EXCERPTED PASSAGE:
Health Hats: How are you different because you experienced that?

Bevin: For me, I think it was a pretty healing and powerful experience. I came from a pretty chaotic family life with a pretty disjointed family not a lot of extended family. And so, for me, I think it was lovely and affirming. And I got to experience a family I would have loved to have had as a kid.

Health Hats: You did it. I get that feeling when I travel. I went to Cuba. I did it. You know what I mean? David, how about you?

David: It was harder, maybe a little harder for me than it might have been for Bevin. Again, mainly because. Bevin has a bunch of siblings, but they don’t live close, and I don’t think any of our pod crew had other, like, physically close and very close family members except for Maggie’s mom. But again, it was really hard to prioritize literally and physically the pod over, like, my actual family. And that’s so

Health Hats: Was there learning in that?

David: No, but there was no learning in that. However, I suppose it was a learning experience; there was no ‘Oh, and we’ve all learned a great lesson about X, Y, Z.’ It wasn’t stated or explicit. I think it made me realize, like Bevin, that having a close and loving community is really important. Honestly, it also gave me a greater appreciation for my sister, whom I missed a lot, and my nephews and my brother-in-law, whom I also missed a lot. I wouldn’t make any other decision than the ones we made, but that was a real challenge. I also wasn’t great at communicating. I was, I think, better at expressing this internally or externally to my sister. Yeah. Okay. Externally. Yeah. I wasn’t saying, ‘Sarah, I’m going to, I’m going to catch up with this group of friends, and I’m really sorry.’ I know you’re probably feeling alone, and I’m not with you right now. I avoided that conversation, but I think that since I. The restrictions have come down. She’s also a nurse, so she was, to some degree, understanding because she was in the thick of the healthcare crisis itself.

QUESTIONS ON THE MATERIAL:
**1)** In the interview transcript, rewrite the part from "Bevin: For me, I" up to and including "how about you?", changing "chaotic" to "turbulent".
**2)** According to the interview transcript, what is the profession of David's sister?

EXTRACTED RECORDS:
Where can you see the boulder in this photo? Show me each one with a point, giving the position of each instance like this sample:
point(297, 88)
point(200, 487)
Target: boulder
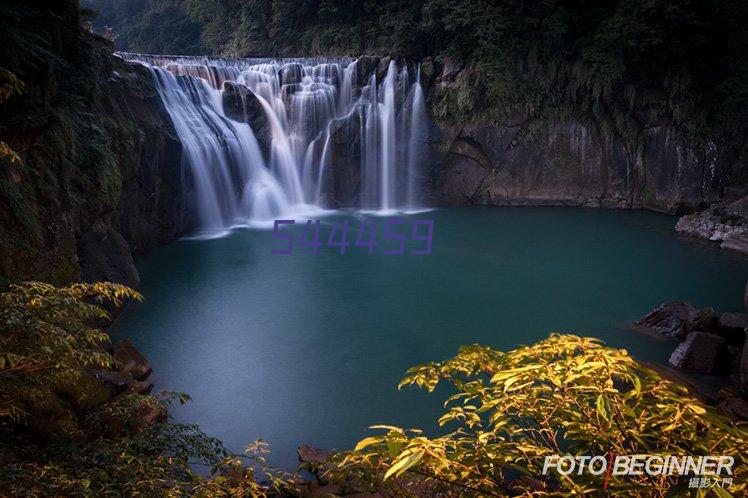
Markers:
point(310, 454)
point(291, 74)
point(732, 327)
point(130, 360)
point(120, 382)
point(678, 318)
point(722, 222)
point(701, 352)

RESULTS BY TASK:
**1)**
Bevin: For me, I think it was a pretty healing and powerful experience. I came from a pretty turbulent family life with a pretty disjointed family not a lot of extended family. And so, for me, I think it was lovely and affirming. And I got to experience a family I would have loved to have had as a kid.

Health Hats: You did it. I get that feeling when I travel. I went to Cuba. I did it. You know what I mean? David, how about you?

**2)** She is a nurse.